Natural language region descriptions
== Segment start ==

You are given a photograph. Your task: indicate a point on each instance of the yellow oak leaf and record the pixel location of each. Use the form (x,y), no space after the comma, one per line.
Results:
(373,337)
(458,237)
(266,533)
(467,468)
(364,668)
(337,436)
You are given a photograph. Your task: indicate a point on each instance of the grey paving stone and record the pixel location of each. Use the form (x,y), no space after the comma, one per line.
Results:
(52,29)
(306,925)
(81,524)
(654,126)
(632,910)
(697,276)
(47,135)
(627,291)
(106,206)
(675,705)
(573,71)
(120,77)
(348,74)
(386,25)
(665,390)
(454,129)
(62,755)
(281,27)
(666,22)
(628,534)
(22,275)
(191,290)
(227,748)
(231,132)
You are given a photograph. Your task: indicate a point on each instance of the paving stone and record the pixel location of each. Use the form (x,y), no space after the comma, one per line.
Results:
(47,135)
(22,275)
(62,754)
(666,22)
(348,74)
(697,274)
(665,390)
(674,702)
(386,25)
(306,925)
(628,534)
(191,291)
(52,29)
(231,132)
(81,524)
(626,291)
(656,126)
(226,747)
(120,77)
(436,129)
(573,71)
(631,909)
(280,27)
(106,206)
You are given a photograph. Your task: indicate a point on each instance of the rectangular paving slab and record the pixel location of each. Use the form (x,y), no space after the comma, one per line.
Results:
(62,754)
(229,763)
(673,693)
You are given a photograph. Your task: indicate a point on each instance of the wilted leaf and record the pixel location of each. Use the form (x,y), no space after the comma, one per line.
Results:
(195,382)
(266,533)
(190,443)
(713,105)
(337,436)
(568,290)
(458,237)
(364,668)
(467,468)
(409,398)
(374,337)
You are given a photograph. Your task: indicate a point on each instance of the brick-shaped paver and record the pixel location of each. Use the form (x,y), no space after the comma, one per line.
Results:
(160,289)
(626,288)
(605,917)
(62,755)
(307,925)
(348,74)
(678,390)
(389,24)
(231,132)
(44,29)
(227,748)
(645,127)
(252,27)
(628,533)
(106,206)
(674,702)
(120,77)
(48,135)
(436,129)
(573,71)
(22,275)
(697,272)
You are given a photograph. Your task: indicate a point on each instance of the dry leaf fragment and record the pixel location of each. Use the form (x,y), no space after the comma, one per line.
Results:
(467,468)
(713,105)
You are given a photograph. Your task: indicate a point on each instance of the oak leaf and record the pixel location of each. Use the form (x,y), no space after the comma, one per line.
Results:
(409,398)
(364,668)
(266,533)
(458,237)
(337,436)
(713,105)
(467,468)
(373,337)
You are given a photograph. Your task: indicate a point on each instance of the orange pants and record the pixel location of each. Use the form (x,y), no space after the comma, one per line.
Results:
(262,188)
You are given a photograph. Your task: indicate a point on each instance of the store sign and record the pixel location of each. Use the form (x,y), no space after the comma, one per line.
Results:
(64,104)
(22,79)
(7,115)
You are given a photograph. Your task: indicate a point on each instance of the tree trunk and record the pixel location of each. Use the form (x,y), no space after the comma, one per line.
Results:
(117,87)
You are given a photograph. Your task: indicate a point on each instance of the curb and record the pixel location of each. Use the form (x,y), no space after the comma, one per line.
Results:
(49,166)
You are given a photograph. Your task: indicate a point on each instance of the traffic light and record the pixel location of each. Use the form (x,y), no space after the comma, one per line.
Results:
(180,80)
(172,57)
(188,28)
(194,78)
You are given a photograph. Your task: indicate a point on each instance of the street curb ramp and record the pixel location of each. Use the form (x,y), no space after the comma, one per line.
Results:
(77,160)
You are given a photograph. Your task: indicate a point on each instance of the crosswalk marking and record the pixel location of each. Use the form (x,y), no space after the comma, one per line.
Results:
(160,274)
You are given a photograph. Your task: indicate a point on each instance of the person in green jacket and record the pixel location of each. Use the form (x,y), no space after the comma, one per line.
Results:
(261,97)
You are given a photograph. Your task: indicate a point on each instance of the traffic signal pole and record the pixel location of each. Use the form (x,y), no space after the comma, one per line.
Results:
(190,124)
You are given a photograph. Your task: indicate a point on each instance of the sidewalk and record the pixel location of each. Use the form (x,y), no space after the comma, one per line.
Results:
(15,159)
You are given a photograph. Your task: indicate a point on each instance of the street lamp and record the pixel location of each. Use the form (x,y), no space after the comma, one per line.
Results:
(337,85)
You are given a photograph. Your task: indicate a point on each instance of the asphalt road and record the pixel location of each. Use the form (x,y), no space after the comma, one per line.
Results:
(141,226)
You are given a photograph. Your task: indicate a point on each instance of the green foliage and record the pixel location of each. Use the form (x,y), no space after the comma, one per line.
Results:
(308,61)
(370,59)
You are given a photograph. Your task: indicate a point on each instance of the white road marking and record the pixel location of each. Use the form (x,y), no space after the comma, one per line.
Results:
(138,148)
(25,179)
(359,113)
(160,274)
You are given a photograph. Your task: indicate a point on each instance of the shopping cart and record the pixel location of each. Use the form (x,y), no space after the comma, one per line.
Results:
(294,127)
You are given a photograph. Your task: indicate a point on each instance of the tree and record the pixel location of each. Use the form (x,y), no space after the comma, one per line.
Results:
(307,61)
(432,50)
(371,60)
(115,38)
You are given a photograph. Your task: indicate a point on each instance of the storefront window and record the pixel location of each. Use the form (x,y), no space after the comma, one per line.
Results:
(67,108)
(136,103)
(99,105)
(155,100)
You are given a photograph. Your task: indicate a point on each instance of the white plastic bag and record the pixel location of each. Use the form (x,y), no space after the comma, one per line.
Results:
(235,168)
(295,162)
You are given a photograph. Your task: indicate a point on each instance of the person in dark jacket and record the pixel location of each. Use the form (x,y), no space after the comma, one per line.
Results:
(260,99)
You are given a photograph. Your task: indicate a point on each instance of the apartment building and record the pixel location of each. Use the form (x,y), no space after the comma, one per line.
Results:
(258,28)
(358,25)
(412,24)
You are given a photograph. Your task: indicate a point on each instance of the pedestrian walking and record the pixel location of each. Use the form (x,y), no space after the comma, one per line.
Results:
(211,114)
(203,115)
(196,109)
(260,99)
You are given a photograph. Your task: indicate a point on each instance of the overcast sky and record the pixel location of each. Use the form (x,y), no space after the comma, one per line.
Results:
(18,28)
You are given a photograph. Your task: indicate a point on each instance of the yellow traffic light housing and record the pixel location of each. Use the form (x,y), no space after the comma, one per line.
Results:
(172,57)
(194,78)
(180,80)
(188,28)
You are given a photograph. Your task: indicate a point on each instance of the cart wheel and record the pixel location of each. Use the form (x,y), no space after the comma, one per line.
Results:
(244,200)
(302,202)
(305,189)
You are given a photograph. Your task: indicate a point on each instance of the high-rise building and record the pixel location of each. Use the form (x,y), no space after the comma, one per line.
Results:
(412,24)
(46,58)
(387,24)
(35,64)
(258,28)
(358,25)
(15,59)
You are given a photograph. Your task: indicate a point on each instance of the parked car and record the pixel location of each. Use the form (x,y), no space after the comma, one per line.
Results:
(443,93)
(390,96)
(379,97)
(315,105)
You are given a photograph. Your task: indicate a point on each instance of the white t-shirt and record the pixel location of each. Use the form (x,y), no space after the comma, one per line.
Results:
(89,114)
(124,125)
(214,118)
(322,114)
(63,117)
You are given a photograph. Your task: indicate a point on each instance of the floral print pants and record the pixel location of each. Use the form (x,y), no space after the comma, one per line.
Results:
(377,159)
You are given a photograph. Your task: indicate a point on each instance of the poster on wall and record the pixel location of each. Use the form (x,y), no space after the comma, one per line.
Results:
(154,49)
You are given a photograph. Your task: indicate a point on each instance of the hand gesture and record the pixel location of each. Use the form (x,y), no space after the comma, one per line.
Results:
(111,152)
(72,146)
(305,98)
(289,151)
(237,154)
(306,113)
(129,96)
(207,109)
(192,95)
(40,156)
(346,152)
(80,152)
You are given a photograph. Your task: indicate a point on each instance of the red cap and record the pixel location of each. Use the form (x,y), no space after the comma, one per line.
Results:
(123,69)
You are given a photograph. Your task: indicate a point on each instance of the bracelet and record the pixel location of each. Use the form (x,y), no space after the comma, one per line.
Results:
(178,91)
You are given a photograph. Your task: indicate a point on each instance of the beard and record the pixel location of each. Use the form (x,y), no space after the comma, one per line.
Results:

== Segment end ==

ASSIGNMENT>
Go through the lines above and copy any that contain "marking".

ANSWER BOX>
You are given a photograph. Your task: indicate a point on each instance of the crosswalk marking and record the pixel location of each. Use the form (x,y), no space after the comma, one per line.
You are given a photograph. Your task: indicate a point on each instance of the white road marking and record the pixel location of each. Use the form (x,y), no space after the comma, one per line.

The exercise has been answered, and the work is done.